#### WRITTEN INSTRUCTION:
Rewrite all the items below with "put a marker on" changed to "place a dot on" and everything else left unchanged. Leave the pictures out of your answer.

┌──

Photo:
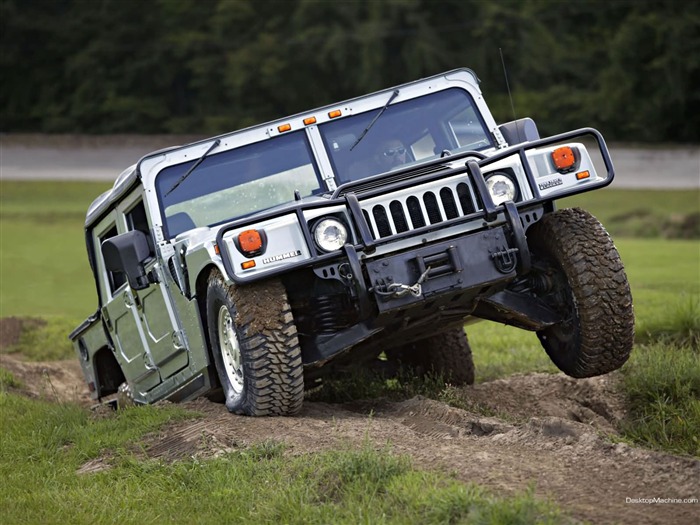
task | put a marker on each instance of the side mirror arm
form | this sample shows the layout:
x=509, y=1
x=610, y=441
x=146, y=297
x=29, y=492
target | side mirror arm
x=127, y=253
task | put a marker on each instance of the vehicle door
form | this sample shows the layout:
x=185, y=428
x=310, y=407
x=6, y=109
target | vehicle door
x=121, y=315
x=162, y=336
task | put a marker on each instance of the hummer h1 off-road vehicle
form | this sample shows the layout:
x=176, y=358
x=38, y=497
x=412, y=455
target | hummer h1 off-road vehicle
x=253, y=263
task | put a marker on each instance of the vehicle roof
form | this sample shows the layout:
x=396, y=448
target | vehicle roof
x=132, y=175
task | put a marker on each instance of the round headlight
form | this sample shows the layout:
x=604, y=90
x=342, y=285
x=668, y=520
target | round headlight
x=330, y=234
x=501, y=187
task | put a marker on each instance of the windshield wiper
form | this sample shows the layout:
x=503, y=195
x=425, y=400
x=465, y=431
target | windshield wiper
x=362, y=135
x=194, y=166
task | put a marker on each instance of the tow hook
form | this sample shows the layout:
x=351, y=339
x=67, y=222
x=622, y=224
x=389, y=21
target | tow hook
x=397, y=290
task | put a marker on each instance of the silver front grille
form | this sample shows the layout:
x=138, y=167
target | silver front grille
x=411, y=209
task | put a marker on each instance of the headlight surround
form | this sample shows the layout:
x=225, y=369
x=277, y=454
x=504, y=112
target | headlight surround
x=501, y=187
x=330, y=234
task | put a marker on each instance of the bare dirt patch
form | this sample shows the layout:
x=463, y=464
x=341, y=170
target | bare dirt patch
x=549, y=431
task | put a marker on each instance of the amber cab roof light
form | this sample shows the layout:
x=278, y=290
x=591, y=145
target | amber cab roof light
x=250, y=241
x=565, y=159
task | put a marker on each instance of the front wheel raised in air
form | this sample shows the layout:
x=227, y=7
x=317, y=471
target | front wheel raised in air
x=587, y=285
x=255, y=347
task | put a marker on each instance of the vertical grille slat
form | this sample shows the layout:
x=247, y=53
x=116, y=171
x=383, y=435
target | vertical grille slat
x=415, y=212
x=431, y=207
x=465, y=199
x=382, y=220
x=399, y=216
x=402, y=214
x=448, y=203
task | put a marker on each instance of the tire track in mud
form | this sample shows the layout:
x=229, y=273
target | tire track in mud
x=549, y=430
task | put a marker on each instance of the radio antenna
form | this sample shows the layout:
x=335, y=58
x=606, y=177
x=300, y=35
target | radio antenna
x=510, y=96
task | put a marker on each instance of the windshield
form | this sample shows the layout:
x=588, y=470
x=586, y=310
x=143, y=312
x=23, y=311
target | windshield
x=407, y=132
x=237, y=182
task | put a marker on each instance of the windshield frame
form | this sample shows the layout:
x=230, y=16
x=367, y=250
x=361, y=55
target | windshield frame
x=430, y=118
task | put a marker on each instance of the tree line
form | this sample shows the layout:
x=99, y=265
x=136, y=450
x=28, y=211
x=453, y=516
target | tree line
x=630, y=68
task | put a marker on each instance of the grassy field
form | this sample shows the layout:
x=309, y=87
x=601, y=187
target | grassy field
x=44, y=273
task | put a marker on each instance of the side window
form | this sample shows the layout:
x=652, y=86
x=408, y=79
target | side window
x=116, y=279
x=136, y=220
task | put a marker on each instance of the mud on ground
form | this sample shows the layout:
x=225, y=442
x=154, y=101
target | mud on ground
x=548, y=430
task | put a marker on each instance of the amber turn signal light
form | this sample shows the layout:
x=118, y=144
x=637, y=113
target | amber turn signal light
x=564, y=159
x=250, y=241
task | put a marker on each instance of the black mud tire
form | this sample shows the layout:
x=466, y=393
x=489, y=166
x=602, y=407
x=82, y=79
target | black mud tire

└──

#### TASK OUTPUT:
Photo:
task | place a dot on each instance of the side mirror arm
form | this sample shows the layout:
x=509, y=1
x=610, y=441
x=146, y=297
x=29, y=492
target | side mirror arm
x=127, y=253
task | place a dot on each instance of the vehicle door
form | this sample shows the layout:
x=185, y=428
x=310, y=407
x=6, y=109
target | vehicle door
x=121, y=315
x=162, y=336
task | place a dot on each instance of the hummer h1 off-road vehicle
form | this sample shows the layout:
x=176, y=358
x=38, y=497
x=412, y=455
target | hummer h1 off-road vehicle
x=253, y=263
task | place a dot on each instance of the vehicle roof
form | this sample shows the layout:
x=396, y=448
target | vehicle roof
x=132, y=175
task | place a dot on each instance of the round headlight
form | this sample shows the layout:
x=604, y=90
x=342, y=285
x=668, y=520
target | round headlight
x=330, y=234
x=501, y=187
task | place a dot on each instance of the windshield wiper
form | this sample shows the layout:
x=503, y=195
x=425, y=400
x=465, y=431
target | windshield wiper
x=362, y=135
x=194, y=166
task | place a dot on each instance of the tow hook
form | this sample shows the layout:
x=351, y=339
x=67, y=222
x=622, y=224
x=389, y=21
target | tow hook
x=397, y=290
task | place a dot on each instance of the silver front grille
form | this sample shows the layout:
x=138, y=167
target | silver front grille
x=411, y=209
task | place a dot on each instance of the headlight surround
form | this sample shows the layout:
x=225, y=369
x=277, y=454
x=504, y=112
target | headlight surround
x=501, y=187
x=330, y=234
task | place a dot on each instance of the bare dirt patch
form | this sample shows the layout:
x=463, y=464
x=341, y=170
target | bare dirt patch
x=549, y=431
task | place a dot on each instance of the amber cab roof light
form | this sample shows the layout:
x=278, y=290
x=591, y=145
target | amber cab roof light
x=250, y=241
x=565, y=159
task | place a dot on each instance of the front wheel raised in air
form | this sample shows the layout:
x=227, y=7
x=317, y=471
target | front wheel raised in air
x=587, y=285
x=255, y=347
task | place a dot on each instance of the vertical grille slat
form | this sample shows the layout:
x=247, y=53
x=116, y=171
x=383, y=435
target | vertical grille slat
x=415, y=212
x=431, y=207
x=465, y=199
x=382, y=220
x=399, y=216
x=402, y=214
x=448, y=203
task | place a dot on each instance of the tire track in mud
form | this sample shows the layout:
x=229, y=273
target | tire track in mud
x=549, y=430
task | place a dot on each instance of the radio antenna
form | this sample shows the layout:
x=335, y=58
x=606, y=177
x=300, y=35
target | radio antenna
x=510, y=96
task | place a dot on each instance of the windshield
form | this sample shows the layout:
x=588, y=470
x=586, y=310
x=143, y=312
x=23, y=311
target | windshield
x=407, y=132
x=237, y=182
task | place a dot on each instance of the windshield frame
form | this sample shows the layout:
x=230, y=16
x=367, y=250
x=361, y=55
target | windshield frame
x=430, y=118
task | place a dot on each instance of the tree line
form | this sample shows the layout:
x=99, y=265
x=136, y=450
x=28, y=211
x=453, y=516
target | tree line
x=630, y=68
task | place a dot on each instance of the grassy field
form | this sample shows the layout:
x=309, y=87
x=601, y=187
target | grassy field
x=44, y=273
task | place a dot on each instance of the side window
form | this sample shows the layout:
x=652, y=86
x=408, y=79
target | side window
x=116, y=279
x=136, y=220
task | place a dot on each instance of the mud on ground
form | this sample shows the layout:
x=225, y=442
x=154, y=101
target | mud on ground
x=548, y=430
task | place a dot on each instance of the amber turn signal light
form | this sample shows the layout:
x=118, y=144
x=637, y=113
target | amber turn signal light
x=564, y=159
x=250, y=241
task | place a dot on each instance of the black mud tire
form | this sample shows the layout:
x=466, y=393
x=489, y=166
x=602, y=407
x=82, y=79
target | black mud tire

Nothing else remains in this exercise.